▸ Problem to work on: Could you reproduce the lines below word for word, leaving out the pictures?

▸ Region annotation items:
****************************************

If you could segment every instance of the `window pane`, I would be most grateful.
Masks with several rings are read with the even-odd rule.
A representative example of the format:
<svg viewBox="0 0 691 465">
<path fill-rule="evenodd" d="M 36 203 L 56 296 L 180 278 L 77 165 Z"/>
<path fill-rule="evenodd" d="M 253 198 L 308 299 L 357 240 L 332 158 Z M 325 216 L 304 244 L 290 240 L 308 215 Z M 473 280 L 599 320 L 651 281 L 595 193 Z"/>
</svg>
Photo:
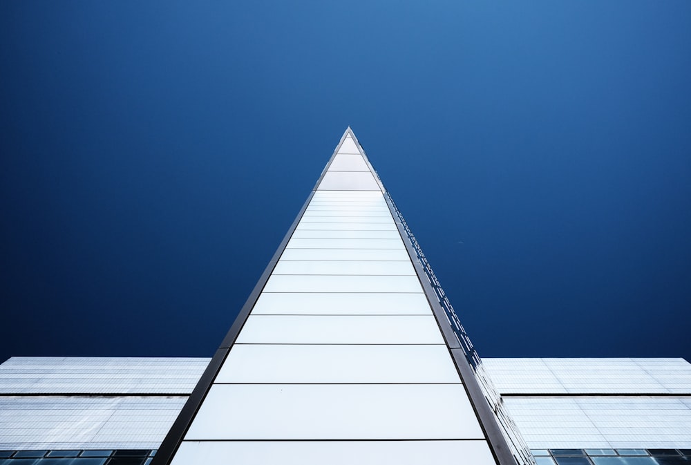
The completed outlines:
<svg viewBox="0 0 691 465">
<path fill-rule="evenodd" d="M 583 455 L 583 449 L 550 449 L 552 455 Z"/>
<path fill-rule="evenodd" d="M 595 465 L 656 465 L 650 457 L 594 457 Z"/>
<path fill-rule="evenodd" d="M 113 450 L 84 450 L 82 457 L 108 457 L 112 453 Z"/>
<path fill-rule="evenodd" d="M 48 450 L 17 450 L 15 457 L 43 457 Z"/>
<path fill-rule="evenodd" d="M 48 453 L 48 457 L 77 457 L 79 455 L 79 450 L 51 450 Z"/>
<path fill-rule="evenodd" d="M 645 449 L 617 449 L 620 455 L 647 455 Z"/>
<path fill-rule="evenodd" d="M 616 455 L 614 449 L 585 449 L 588 455 Z"/>
<path fill-rule="evenodd" d="M 648 449 L 651 455 L 679 455 L 676 449 Z"/>
<path fill-rule="evenodd" d="M 585 457 L 557 457 L 556 459 L 559 465 L 591 465 Z"/>
<path fill-rule="evenodd" d="M 549 457 L 536 457 L 535 463 L 538 465 L 554 465 L 554 460 Z"/>
</svg>

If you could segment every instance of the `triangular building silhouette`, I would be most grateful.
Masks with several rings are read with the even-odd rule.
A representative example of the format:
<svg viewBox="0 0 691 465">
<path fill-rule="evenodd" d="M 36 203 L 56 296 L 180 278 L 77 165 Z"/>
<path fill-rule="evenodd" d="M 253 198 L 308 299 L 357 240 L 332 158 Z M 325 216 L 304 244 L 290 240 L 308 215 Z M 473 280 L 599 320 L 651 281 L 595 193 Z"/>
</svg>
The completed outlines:
<svg viewBox="0 0 691 465">
<path fill-rule="evenodd" d="M 152 465 L 530 457 L 349 127 Z"/>
</svg>

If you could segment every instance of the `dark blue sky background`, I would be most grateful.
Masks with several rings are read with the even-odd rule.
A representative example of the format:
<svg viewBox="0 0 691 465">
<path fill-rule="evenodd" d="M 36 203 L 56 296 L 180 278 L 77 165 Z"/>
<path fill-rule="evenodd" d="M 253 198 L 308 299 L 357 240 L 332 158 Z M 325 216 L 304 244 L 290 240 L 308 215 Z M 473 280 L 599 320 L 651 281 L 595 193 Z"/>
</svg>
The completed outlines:
<svg viewBox="0 0 691 465">
<path fill-rule="evenodd" d="M 210 356 L 350 124 L 481 355 L 691 360 L 691 3 L 0 3 L 0 358 Z"/>
</svg>

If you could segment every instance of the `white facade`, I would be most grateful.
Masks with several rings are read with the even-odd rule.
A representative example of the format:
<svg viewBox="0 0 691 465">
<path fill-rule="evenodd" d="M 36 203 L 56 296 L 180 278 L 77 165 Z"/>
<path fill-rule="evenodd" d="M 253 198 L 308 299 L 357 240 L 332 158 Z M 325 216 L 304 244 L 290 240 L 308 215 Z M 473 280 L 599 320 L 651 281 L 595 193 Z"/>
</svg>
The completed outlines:
<svg viewBox="0 0 691 465">
<path fill-rule="evenodd" d="M 438 345 L 353 345 L 348 357 L 343 357 L 339 345 L 319 347 L 322 350 L 315 352 L 299 344 L 238 345 L 217 381 L 224 386 L 252 383 L 266 387 L 279 380 L 292 386 L 300 379 L 327 383 L 333 389 L 342 388 L 346 379 L 357 383 L 369 380 L 372 387 L 383 382 L 406 386 L 433 380 L 453 389 L 457 376 L 453 368 L 439 361 L 444 357 L 436 352 L 444 349 Z M 246 350 L 259 366 L 273 361 L 274 370 L 258 370 L 247 361 L 248 354 L 240 354 Z M 209 360 L 13 357 L 0 365 L 0 450 L 158 448 Z M 691 364 L 682 359 L 483 361 L 531 449 L 691 448 Z M 305 371 L 304 367 L 310 365 L 323 370 Z M 299 405 L 301 399 L 294 399 L 299 392 L 285 394 L 293 396 L 294 406 Z M 392 404 L 407 405 L 410 393 L 399 394 L 403 398 L 386 399 L 388 406 L 381 408 L 392 409 Z M 435 401 L 438 401 L 430 399 L 425 405 L 433 407 Z M 410 412 L 401 408 L 392 415 L 400 419 Z M 235 412 L 227 415 L 244 424 Z M 420 415 L 424 419 L 429 414 Z M 350 457 L 348 454 L 359 448 L 372 452 L 377 447 L 369 442 L 348 444 L 353 448 L 334 444 L 334 450 L 350 451 L 341 450 L 339 457 Z M 406 443 L 404 447 L 409 446 L 408 456 L 415 457 L 437 450 L 440 444 L 455 453 L 456 449 L 446 441 Z M 254 457 L 265 453 L 252 444 L 230 447 Z M 282 443 L 276 447 L 301 446 Z M 377 450 L 390 453 L 386 444 Z"/>
<path fill-rule="evenodd" d="M 350 129 L 323 174 L 172 463 L 495 464 Z"/>
<path fill-rule="evenodd" d="M 532 449 L 691 448 L 683 359 L 483 359 Z"/>
</svg>

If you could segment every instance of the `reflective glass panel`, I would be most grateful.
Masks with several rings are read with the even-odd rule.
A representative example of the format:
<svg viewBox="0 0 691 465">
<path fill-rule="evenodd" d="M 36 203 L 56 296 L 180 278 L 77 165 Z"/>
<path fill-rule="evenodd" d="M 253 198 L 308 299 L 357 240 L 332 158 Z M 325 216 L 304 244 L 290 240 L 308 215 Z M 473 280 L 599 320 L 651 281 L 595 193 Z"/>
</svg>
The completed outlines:
<svg viewBox="0 0 691 465">
<path fill-rule="evenodd" d="M 650 457 L 593 457 L 595 465 L 657 465 Z"/>
<path fill-rule="evenodd" d="M 656 457 L 655 462 L 659 465 L 691 465 L 691 459 L 681 455 L 678 457 Z"/>
<path fill-rule="evenodd" d="M 536 457 L 535 463 L 537 465 L 554 465 L 554 459 L 550 457 Z"/>
<path fill-rule="evenodd" d="M 77 457 L 79 455 L 79 450 L 51 450 L 47 457 Z"/>
<path fill-rule="evenodd" d="M 17 450 L 15 457 L 43 457 L 47 452 L 48 450 Z"/>
<path fill-rule="evenodd" d="M 84 450 L 82 457 L 108 457 L 112 453 L 113 450 Z"/>
<path fill-rule="evenodd" d="M 557 457 L 555 459 L 558 465 L 591 465 L 585 457 Z"/>
<path fill-rule="evenodd" d="M 552 455 L 583 455 L 583 449 L 550 449 Z"/>
<path fill-rule="evenodd" d="M 36 465 L 72 465 L 74 461 L 73 457 L 46 457 L 36 462 Z"/>
<path fill-rule="evenodd" d="M 676 449 L 648 449 L 648 453 L 651 455 L 679 455 L 679 452 Z"/>
<path fill-rule="evenodd" d="M 585 449 L 588 455 L 616 455 L 614 449 Z"/>
</svg>

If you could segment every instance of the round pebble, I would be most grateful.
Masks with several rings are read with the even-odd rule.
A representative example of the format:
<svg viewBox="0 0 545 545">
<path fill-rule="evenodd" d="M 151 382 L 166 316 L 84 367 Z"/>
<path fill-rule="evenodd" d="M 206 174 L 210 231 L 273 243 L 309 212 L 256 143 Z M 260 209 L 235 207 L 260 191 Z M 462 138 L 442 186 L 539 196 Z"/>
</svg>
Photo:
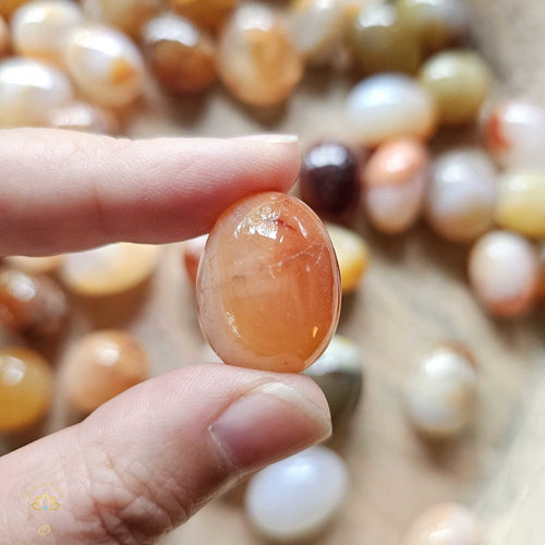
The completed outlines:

****************************************

▸ Task result:
If you could segment every instance of the `window pane`, I would be most grateful.
Masks with several rings are read with the even-odd rule.
A representative example of the format:
<svg viewBox="0 0 691 465">
<path fill-rule="evenodd" d="M 36 203 L 56 296 L 180 278 L 77 165 Z"/>
<path fill-rule="evenodd" d="M 253 198 L 308 299 L 357 240 L 332 158 Z M 325 216 L 304 244 L 290 240 L 308 215 Z M 473 280 L 599 320 L 651 281 L 595 193 Z"/>
</svg>
Photo:
The completed outlines:
<svg viewBox="0 0 691 465">
<path fill-rule="evenodd" d="M 583 455 L 583 449 L 550 449 L 552 455 Z"/>
<path fill-rule="evenodd" d="M 595 465 L 656 465 L 650 457 L 594 457 Z"/>
<path fill-rule="evenodd" d="M 113 450 L 84 450 L 82 457 L 108 457 L 112 453 Z"/>
<path fill-rule="evenodd" d="M 48 450 L 17 450 L 15 457 L 43 457 Z"/>
<path fill-rule="evenodd" d="M 48 453 L 48 457 L 77 457 L 79 455 L 79 450 L 51 450 Z"/>
<path fill-rule="evenodd" d="M 645 449 L 617 449 L 620 455 L 647 455 Z"/>
<path fill-rule="evenodd" d="M 616 455 L 614 449 L 585 449 L 588 455 Z"/>
<path fill-rule="evenodd" d="M 648 449 L 651 455 L 679 455 L 676 449 Z"/>
<path fill-rule="evenodd" d="M 585 457 L 557 457 L 556 459 L 559 465 L 591 465 Z"/>
<path fill-rule="evenodd" d="M 549 457 L 536 457 L 535 463 L 538 465 L 554 465 L 554 460 Z"/>
</svg>

If you could segment every instance of the `triangular building silhouette`, I would be most grateful.
Masks with several rings are read with the even-odd rule.
A representative example of the format:
<svg viewBox="0 0 691 465">
<path fill-rule="evenodd" d="M 36 203 L 56 296 L 180 278 L 77 165 Z"/>
<path fill-rule="evenodd" d="M 253 198 L 308 299 L 357 240 L 332 158 Z M 325 216 L 304 244 L 290 240 L 308 215 Z M 473 280 L 599 320 L 651 281 L 595 193 Z"/>
</svg>
The completed outlines:
<svg viewBox="0 0 691 465">
<path fill-rule="evenodd" d="M 152 465 L 530 457 L 349 127 Z"/>
</svg>

If you could segment every instance of the `dark blue sky background`, I would be most grateful.
Masks with several rings are read with the even-odd rule.
A representative example of the format:
<svg viewBox="0 0 691 465">
<path fill-rule="evenodd" d="M 36 203 L 56 296 L 180 278 L 77 165 Z"/>
<path fill-rule="evenodd" d="M 253 198 L 308 299 L 357 240 L 332 158 Z M 325 216 L 304 244 L 290 240 L 308 215 Z M 473 280 L 599 320 L 651 281 L 595 193 Z"/>
</svg>
The completed outlines:
<svg viewBox="0 0 691 465">
<path fill-rule="evenodd" d="M 210 356 L 350 124 L 481 355 L 691 360 L 691 3 L 0 3 L 0 358 Z"/>
</svg>

If you could segment every instance of the `white facade`, I would be most grateful.
Masks with several rings are read with the even-odd rule.
A representative example of the format:
<svg viewBox="0 0 691 465">
<path fill-rule="evenodd" d="M 36 203 L 56 296 L 180 278 L 77 165 Z"/>
<path fill-rule="evenodd" d="M 253 198 L 308 299 L 357 240 L 332 158 Z M 325 216 L 304 244 L 290 240 L 308 215 Z M 473 280 L 599 320 L 651 281 L 595 193 Z"/>
</svg>
The completed outlines:
<svg viewBox="0 0 691 465">
<path fill-rule="evenodd" d="M 438 345 L 353 345 L 348 357 L 343 357 L 339 345 L 319 347 L 322 350 L 315 352 L 299 344 L 238 345 L 217 381 L 224 386 L 252 383 L 266 387 L 279 380 L 292 386 L 300 379 L 327 383 L 333 389 L 342 388 L 346 379 L 357 383 L 369 380 L 372 387 L 383 382 L 406 386 L 433 380 L 453 389 L 457 376 L 453 368 L 439 361 L 444 357 L 436 352 L 444 349 Z M 246 350 L 259 366 L 273 361 L 274 370 L 258 370 L 247 361 L 248 354 L 240 354 Z M 209 360 L 13 357 L 0 365 L 0 450 L 158 448 Z M 691 364 L 682 359 L 483 361 L 531 449 L 691 448 Z M 305 371 L 304 367 L 310 365 L 323 370 Z M 299 405 L 301 399 L 294 399 L 299 392 L 285 394 L 293 396 L 294 406 Z M 392 404 L 407 405 L 410 393 L 399 394 L 403 398 L 386 399 L 388 406 L 381 408 L 392 409 Z M 435 401 L 438 401 L 430 399 L 425 405 L 433 407 Z M 410 412 L 401 408 L 392 415 L 400 419 Z M 235 412 L 227 415 L 244 424 Z M 420 415 L 424 419 L 429 414 Z M 350 457 L 348 454 L 359 448 L 372 452 L 377 447 L 369 442 L 348 444 L 353 448 L 334 444 L 334 450 L 350 451 L 341 450 L 339 457 Z M 406 443 L 404 447 L 409 446 L 408 456 L 415 457 L 437 450 L 440 444 L 455 453 L 456 449 L 446 441 Z M 254 457 L 265 453 L 252 444 L 230 447 Z M 282 443 L 276 447 L 301 446 Z M 377 450 L 390 453 L 386 444 Z"/>
<path fill-rule="evenodd" d="M 350 129 L 323 174 L 172 463 L 495 464 Z"/>
<path fill-rule="evenodd" d="M 532 449 L 691 448 L 683 359 L 483 359 Z"/>
</svg>

If you could segment every instance of the `reflective glass panel`, I would be most grateful.
Masks with several rings are read with the even-odd rule.
A representative example of the format:
<svg viewBox="0 0 691 465">
<path fill-rule="evenodd" d="M 36 203 L 56 296 L 180 278 L 77 165 Z"/>
<path fill-rule="evenodd" d="M 253 198 L 308 299 L 357 240 L 332 158 Z M 325 216 L 304 244 L 290 240 L 308 215 Z M 473 280 L 599 320 L 651 281 L 595 193 Z"/>
</svg>
The completed outlines:
<svg viewBox="0 0 691 465">
<path fill-rule="evenodd" d="M 650 457 L 593 457 L 595 465 L 657 465 Z"/>
<path fill-rule="evenodd" d="M 656 457 L 655 462 L 659 465 L 691 465 L 691 459 L 681 455 L 678 457 Z"/>
<path fill-rule="evenodd" d="M 536 457 L 535 463 L 537 465 L 554 465 L 554 459 L 550 457 Z"/>
<path fill-rule="evenodd" d="M 77 457 L 79 455 L 79 450 L 51 450 L 47 457 Z"/>
<path fill-rule="evenodd" d="M 17 450 L 15 457 L 43 457 L 47 452 L 48 450 Z"/>
<path fill-rule="evenodd" d="M 84 450 L 82 457 L 108 457 L 112 453 L 113 450 Z"/>
<path fill-rule="evenodd" d="M 557 457 L 555 459 L 558 465 L 591 465 L 585 457 Z"/>
<path fill-rule="evenodd" d="M 552 455 L 583 455 L 583 449 L 550 449 Z"/>
<path fill-rule="evenodd" d="M 36 465 L 72 465 L 74 461 L 73 457 L 46 457 L 36 462 Z"/>
<path fill-rule="evenodd" d="M 676 449 L 648 449 L 648 453 L 651 455 L 679 455 L 679 452 Z"/>
<path fill-rule="evenodd" d="M 585 449 L 588 455 L 616 455 L 614 449 Z"/>
</svg>

If you could segment every instance of the round pebble, I would be most grateful.
Masks with several rings are read with the even-odd rule.
A representative example of the format:
<svg viewBox="0 0 545 545">
<path fill-rule="evenodd" d="M 151 382 L 166 316 L 84 367 Z"/>
<path fill-rule="evenodd" d="M 206 174 L 210 231 L 273 243 L 309 212 L 256 143 Z M 260 209 L 235 207 L 260 191 Z M 462 138 L 442 186 L 539 196 Z"/>
</svg>
Photo:
The completed outlines:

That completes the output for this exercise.